## Instruction 1
For the discussion about upper bounds in opam-repository, decide whether each statement agrees with the text, answering yes or no and quoting the exact words that settle it: (a) The upper bounds were added by putting < "v0.12" on dependencies on Jane Street packages. (b) The approach described is already firm opam-repository policy. (c) A new major release of Jane Street packages requires one person to release more than 100 packages at once.
## Instruction 2
According to the discussion about upper bounds in opam-repository, how much development does a new major release of Jane Street packages usually represent?
## Instruction 3
Please reproduce the passage of the discussion about upper bounds in opam-repository from "Could you please" up to and including "kinds of constraints?".

## Selected extract
I’d like to emphasise that this is an experiment at the moment and not firm opam-repository policy, but one that we feel is worth trying. If it does work, then we can improve the tooling around the 3 steps to make it as easy as possible for maintainers. In the meanwhile, you can see the first step of it in action in ocaml/opam-repository#13010 which adds upper bounds in preparation for the new version of Core.
Could you please give more details on how exactly these upper bounds are going to be added and later removed?
My concern here is distinguishing between potentially transient version constraints and ones provided by the package maintainer. Maybe it would be better to have separate files for system-generated constraints in the OPAM repository?
They were added by almost systematically adding < "v0.12" to all dependencies on Jane Street packages. I said almost as @xclerc who wrote the script was careful to not add them when it wasn’t necessary, for instance because the existing constraint was of the form = "<specific-version>" or there was a conflict of the form >= "...".
@mmottl, regarding how the upper bounds will be relaxed, one idea is to have a tool try to relax them and do it when possible. Why do you think it we should distinguish between the two kinds of constraints?
@dbuenzli, the last few stable releases of Jane Street packages have been becoming increasingly painful for us, and this experiment was my idea in order to make the next one smoother.
To describe the problem we are facing, when we release a new major version of Jane Street packages in opam, one person has to release more than 100 packages at once. Such a release usually represent 6 months of active development by many OCaml developers and inevitably contains several breaking changes. As a result, several existing packages are not compatible with the new version of Jane Street packages.

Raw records
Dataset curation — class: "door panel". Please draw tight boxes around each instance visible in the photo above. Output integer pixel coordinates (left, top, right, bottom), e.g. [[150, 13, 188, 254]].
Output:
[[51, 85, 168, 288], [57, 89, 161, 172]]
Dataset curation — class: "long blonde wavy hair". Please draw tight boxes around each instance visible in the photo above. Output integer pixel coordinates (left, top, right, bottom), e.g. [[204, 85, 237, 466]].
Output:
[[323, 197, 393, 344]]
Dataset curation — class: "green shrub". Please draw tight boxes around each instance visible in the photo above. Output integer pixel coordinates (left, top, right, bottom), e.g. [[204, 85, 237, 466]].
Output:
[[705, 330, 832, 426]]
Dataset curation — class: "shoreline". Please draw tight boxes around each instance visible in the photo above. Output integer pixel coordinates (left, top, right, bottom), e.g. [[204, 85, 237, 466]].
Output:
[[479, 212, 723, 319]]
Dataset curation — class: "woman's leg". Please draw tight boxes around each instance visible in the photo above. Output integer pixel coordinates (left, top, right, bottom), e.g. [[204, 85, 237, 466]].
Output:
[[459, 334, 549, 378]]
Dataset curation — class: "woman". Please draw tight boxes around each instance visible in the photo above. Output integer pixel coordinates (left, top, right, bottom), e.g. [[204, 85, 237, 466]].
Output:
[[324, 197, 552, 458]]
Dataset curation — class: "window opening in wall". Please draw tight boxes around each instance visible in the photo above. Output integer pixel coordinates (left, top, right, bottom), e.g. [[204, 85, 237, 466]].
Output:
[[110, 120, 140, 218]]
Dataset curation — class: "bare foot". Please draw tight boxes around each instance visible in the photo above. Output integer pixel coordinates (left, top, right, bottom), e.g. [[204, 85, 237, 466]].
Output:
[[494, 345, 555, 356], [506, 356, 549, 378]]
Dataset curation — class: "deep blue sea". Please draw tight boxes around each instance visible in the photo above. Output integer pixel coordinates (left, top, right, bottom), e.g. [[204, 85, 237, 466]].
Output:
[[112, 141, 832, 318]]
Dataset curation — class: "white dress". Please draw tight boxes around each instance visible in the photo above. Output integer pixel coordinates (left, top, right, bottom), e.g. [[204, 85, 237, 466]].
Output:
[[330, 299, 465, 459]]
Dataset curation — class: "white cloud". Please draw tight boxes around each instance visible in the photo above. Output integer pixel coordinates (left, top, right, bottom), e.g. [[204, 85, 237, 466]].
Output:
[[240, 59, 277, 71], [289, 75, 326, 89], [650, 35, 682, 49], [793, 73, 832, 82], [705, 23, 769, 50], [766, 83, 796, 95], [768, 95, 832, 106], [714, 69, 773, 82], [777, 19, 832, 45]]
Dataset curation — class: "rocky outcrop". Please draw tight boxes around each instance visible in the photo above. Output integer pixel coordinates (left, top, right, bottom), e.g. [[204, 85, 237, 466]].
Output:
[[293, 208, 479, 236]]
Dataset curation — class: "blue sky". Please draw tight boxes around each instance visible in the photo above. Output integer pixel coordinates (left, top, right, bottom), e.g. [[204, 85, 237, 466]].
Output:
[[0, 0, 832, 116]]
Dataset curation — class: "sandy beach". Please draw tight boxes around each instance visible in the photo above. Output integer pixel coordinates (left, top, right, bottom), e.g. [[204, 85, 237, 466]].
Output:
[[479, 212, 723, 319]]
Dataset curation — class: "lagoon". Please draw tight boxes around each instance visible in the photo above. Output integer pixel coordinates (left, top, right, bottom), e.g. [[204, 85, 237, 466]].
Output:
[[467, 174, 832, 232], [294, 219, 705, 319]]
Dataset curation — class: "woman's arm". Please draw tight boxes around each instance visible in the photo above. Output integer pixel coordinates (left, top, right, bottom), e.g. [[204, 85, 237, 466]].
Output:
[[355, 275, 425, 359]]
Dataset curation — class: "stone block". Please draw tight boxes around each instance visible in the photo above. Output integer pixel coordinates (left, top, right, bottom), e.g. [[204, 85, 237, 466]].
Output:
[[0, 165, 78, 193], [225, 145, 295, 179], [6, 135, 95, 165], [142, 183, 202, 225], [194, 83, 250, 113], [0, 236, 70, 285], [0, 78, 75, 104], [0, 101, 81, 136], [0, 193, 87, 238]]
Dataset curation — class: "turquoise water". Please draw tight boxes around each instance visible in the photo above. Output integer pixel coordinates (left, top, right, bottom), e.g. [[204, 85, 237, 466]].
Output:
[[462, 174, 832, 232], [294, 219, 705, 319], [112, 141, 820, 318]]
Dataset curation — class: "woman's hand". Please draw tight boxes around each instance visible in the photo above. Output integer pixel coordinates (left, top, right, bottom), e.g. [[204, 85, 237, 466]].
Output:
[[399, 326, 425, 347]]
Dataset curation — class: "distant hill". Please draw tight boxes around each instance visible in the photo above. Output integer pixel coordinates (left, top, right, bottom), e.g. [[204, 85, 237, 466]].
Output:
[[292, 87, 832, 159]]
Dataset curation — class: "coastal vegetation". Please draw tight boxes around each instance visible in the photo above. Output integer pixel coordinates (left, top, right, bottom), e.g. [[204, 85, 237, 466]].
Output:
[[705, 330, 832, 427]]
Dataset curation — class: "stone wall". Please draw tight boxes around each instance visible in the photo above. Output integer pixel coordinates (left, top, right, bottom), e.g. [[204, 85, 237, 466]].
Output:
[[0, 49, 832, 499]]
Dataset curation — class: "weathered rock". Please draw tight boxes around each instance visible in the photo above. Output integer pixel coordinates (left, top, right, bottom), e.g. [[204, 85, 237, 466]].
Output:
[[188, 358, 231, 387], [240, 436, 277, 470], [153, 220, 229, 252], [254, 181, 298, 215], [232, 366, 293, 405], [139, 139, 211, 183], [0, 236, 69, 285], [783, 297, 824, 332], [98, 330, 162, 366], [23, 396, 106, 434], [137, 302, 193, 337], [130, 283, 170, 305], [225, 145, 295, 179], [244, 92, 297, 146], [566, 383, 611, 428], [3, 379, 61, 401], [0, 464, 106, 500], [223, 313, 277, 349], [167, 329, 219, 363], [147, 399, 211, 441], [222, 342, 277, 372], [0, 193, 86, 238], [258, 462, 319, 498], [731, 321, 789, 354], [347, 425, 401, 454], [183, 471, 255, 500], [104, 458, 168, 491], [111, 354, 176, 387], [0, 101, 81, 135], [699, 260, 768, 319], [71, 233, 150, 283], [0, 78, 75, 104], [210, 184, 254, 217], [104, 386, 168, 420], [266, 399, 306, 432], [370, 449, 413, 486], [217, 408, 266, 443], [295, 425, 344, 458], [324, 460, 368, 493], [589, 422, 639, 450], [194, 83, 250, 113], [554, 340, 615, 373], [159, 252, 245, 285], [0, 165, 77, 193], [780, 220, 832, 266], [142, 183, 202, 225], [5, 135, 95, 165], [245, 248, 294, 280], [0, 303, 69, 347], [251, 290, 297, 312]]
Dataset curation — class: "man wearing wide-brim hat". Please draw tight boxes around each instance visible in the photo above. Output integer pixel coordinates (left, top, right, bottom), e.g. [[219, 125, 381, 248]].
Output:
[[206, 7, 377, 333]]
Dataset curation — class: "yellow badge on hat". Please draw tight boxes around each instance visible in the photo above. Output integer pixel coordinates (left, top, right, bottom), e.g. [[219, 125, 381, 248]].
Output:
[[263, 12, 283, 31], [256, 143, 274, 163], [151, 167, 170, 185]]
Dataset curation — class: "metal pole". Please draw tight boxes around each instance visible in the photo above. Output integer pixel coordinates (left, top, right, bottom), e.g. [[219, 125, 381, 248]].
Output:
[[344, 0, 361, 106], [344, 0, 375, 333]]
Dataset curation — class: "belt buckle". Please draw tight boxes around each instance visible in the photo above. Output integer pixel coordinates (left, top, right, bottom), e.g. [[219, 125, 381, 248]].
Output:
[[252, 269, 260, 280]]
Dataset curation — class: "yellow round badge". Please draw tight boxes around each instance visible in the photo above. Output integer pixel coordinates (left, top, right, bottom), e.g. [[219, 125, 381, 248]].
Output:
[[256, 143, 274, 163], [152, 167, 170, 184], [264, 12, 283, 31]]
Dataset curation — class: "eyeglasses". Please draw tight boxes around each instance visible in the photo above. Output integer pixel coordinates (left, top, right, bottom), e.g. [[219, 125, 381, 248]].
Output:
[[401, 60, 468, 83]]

## Task response 1
(a) Yes: "They were added by almost systematically adding < "v0.12" to all dependencies on Jane Street packages."
(b) No: "this is an experiment at the moment and not firm opam-repository policy"
(c) Yes: "one person has to release more than 100 packages at once"

## Task response 2
Usually 6 months of active development by many OCaml developers.

## Task response 3
Could you please give more details on how exactly these upper bounds are going to be added and later removed?
My concern here is distinguishing between potentially transient version constraints and ones provided by the package maintainer. Maybe it would be better to have separate files for system-generated constraints in the OPAM repository?
They were added by almost systematically adding < "v0.12" to all dependencies on Jane Street packages. I said almost as @xclerc who wrote the script was careful to not add them when it wasn’t necessary, for instance because the existing constraint was of the form = "<specific-version>" or there was a conflict of the form >= "...".
@mmottl, regarding how the upper bounds will be relaxed, one idea is to have a tool try to relax them and do it when possible. Why do you think it we should distinguish between the two kinds of constraints?